The required answer is the data below, restated word for word with images omitted.

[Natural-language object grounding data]
=== Begin Enclosure ===
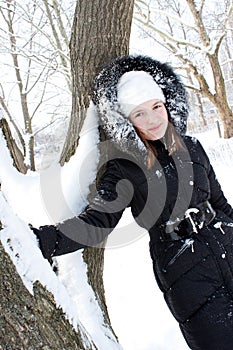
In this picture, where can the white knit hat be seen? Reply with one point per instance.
(135, 88)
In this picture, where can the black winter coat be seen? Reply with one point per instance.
(198, 284)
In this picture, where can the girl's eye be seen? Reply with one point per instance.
(138, 114)
(158, 106)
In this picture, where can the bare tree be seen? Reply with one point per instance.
(39, 59)
(90, 51)
(194, 34)
(34, 322)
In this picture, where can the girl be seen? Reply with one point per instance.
(167, 180)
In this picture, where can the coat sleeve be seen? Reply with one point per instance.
(217, 197)
(93, 225)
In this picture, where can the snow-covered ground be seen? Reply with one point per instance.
=== End Enclosure ===
Finished exercise —
In this picture, where can the white knit hat be seen? Reply with one point per instance.
(135, 88)
In this picture, where can the black winter coat be seen? Reply with one point per instance.
(198, 284)
In this picture, where can the girl's eye be seen? Reply with one point per instance.
(138, 114)
(158, 106)
In this picture, where can the bare tree be seen? Reply with one point per instance.
(39, 59)
(90, 51)
(194, 34)
(34, 322)
In this picture, where can the girl be seen? Reply with one point per instance.
(167, 180)
In this picture, where can the coat sleeve be seen? Reply with one point per instance.
(217, 197)
(93, 225)
In this picture, where can the snow-covered ground be seen? Reply with one point per instance.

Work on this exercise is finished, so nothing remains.